Stated goal:
Convert the records below into a two-column CSV with the header instruction,output, one row per record. Put each record's text and its answer in separate double-quoted fields, replacing any line breaks with spaces.

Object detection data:
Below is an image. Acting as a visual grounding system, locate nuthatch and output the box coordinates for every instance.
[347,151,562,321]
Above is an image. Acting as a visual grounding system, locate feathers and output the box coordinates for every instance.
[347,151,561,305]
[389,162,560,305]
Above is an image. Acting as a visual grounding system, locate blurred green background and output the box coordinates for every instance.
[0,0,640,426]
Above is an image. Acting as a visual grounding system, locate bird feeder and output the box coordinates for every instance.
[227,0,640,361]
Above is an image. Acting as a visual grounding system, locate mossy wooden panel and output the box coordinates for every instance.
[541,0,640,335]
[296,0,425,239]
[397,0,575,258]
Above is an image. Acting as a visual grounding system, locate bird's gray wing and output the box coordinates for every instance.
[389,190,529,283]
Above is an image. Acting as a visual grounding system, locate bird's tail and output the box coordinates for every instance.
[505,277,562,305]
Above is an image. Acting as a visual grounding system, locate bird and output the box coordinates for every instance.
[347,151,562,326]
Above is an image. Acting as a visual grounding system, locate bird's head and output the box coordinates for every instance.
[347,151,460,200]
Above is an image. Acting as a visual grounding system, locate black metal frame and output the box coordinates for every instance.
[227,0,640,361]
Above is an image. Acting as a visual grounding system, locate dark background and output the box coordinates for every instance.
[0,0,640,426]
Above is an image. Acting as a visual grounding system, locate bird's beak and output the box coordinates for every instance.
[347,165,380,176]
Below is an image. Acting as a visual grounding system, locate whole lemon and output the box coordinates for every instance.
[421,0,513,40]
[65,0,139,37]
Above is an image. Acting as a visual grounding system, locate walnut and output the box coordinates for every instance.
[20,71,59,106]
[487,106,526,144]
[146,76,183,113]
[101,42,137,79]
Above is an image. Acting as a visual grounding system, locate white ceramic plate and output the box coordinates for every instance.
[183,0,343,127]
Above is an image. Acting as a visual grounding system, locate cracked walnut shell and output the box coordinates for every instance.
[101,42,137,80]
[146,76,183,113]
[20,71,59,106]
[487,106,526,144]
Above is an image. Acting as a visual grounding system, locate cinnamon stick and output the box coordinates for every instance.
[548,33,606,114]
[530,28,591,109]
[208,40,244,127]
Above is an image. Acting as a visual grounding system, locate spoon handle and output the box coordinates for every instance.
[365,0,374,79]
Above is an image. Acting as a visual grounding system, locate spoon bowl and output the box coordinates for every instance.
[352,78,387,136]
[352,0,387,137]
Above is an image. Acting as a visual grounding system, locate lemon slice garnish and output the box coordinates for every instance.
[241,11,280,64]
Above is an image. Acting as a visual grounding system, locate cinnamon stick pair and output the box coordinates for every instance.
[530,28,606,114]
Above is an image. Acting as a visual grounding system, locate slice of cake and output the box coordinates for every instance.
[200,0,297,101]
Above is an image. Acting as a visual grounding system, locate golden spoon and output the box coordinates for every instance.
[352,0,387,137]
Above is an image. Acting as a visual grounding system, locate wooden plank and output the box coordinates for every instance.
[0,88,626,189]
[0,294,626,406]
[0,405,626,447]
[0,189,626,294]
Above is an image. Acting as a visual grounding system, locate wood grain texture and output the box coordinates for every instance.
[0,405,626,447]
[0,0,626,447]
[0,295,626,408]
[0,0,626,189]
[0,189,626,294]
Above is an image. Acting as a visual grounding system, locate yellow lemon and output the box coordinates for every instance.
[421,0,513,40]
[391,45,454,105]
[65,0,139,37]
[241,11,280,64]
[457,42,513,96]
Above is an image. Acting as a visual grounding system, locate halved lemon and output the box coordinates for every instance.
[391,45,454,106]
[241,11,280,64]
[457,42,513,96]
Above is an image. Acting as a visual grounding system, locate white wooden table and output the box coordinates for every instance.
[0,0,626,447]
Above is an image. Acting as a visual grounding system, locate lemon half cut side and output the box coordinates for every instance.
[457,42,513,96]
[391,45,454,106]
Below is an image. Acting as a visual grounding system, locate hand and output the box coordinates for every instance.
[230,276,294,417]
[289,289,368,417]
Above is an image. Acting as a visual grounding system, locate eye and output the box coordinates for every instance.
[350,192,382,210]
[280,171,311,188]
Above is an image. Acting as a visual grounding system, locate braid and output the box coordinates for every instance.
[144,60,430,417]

Task response:
instruction,output
"Below is an image. Acting as a visual grounding system, locate nuthatch and output the box coordinates for every instance.","[347,151,562,321]"
"Above is an image. Acting as a visual grounding system, locate feathers and output the box coordinates for every instance.","[347,151,561,305] [389,162,560,305]"
"Above is an image. Acting as a visual grounding system, locate blurred green background and output the box coordinates for every instance.","[0,0,640,426]"
"Above is an image. Acting as a visual grounding system, locate bird feeder and output the box coordinates for every instance.","[227,0,640,361]"
"Above is an image. Acting as a visual grounding system, locate mossy wooden panel and output the box coordinates for every instance.","[541,0,640,335] [296,0,425,239] [397,0,575,258]"
"Above is an image. Acting as a visual grounding system, locate bird's gray wing and output the box coordinates for every instance.","[389,190,529,283]"
"Above is an image. Acting as a visual grounding system, locate bird's tail and output the box coordinates for every instance.","[505,277,562,305]"
"Above is an image. Acting as a visual grounding system, locate bird and output the box coordinates for every instance.","[347,151,562,326]"
"Above is an image. Acting as a visual grounding system, locate bird's head and output the box coordinates for every instance.","[347,151,460,200]"
"Above is an image. Acting as a visual grounding system, locate black metal frame and output the box coordinates for every instance.","[227,0,640,361]"
"Above is an image. Acting as a visual grounding system, locate dark background and output the box coordinates for every instance.","[0,0,640,426]"
"Above is an image. Acting as a visual grounding system, locate bird's beak and output the box coordinates for every instance.","[347,165,380,176]"
"Below is an image. Acting as a visual grounding system, locate whole lemon and output the box coordinates for every instance.","[421,0,513,40] [65,0,139,37]"
"Above is an image. Acting as a visual grounding system, locate walnut and output the box coordinates for every instance.","[20,71,59,106] [487,106,526,144] [146,76,183,113] [101,42,137,79]"
"Above is an image. Acting as a visual grounding system, locate white ceramic plate and output the box coordinates for every instance.","[183,0,343,127]"
"Above is an image. Acting as a visual grounding system, locate cracked walnut shell and output the box coordinates for every instance.","[101,42,137,80] [146,76,183,113] [20,71,59,106] [487,106,526,144]"
"Above is an image. Acting as a visual grounding system, locate cinnamon stick and output the box coordinates for every instance.","[548,33,606,114] [530,28,591,109] [208,40,244,127]"
"Above is an image. Acting as a visual grounding system, locate spoon handle and output the box coordinates for every instance.","[365,0,374,79]"
"Above is an image. Acting as a visual grounding system, locate spoon bowl and output the box coordinates for every instance.","[352,78,387,136] [352,0,387,137]"
"Above is an image. Acting as a visual grounding system, locate lemon slice garnish and output the box coordinates for every instance.","[241,11,280,64]"
"Above is an image. Acting as a visual grounding system, locate cinnamon stick pair and output the box coordinates for every instance.","[530,28,606,114]"
"Above is an image. Acting as a visual grounding system, locate slice of cake and output the box coordinates for every instance.","[200,0,297,101]"
"Above is an image. Acting as a visual grounding system, locate golden spoon and output the box coordinates for every instance.","[352,0,387,137]"
"Above is an image. Acting as a visual grounding system, locate wooden plank and output the box coordinates for every instance.","[0,88,626,189] [0,294,626,406] [0,405,626,447] [0,189,626,294]"
"Above is an image. Acting as a visual grounding system, locate wood grain texture and output the box coordinates for every instance.","[0,405,626,447] [0,0,626,447] [0,295,626,408] [0,0,626,189] [0,189,626,294]"
"Above is an image. Acting as a visual grounding system, locate yellow lemon and output the box coordinates for every instance.","[421,0,513,40] [391,45,454,105] [65,0,139,37] [241,11,280,64] [457,42,513,96]"
"Above is an image. Acting as a visual grounding system, locate halved lemon and output the box coordinates for every instance.","[391,45,454,106] [241,11,280,64] [457,42,513,96]"
"Above is an image. Acting as a visual grounding system, locate white wooden table and output the box coordinates for every instance.","[0,0,626,447]"
"Above is an image. Acting as a visual grounding system, locate lemon half cut side and output the box coordinates for every instance.","[457,42,513,96] [391,45,454,106]"
"Below is an image. Acting as a visual grounding system, locate hand and output the box coordinates for every instance.","[230,276,294,417] [289,289,368,417]"
"Above is an image. Acting as a visual grounding system, locate eye and output the box coordinates for every instance.","[350,192,382,210] [280,171,311,188]"
"Above is an image. Acting as a visual grounding system, locate braid and output the box coordinates for every instance.","[144,60,430,417]"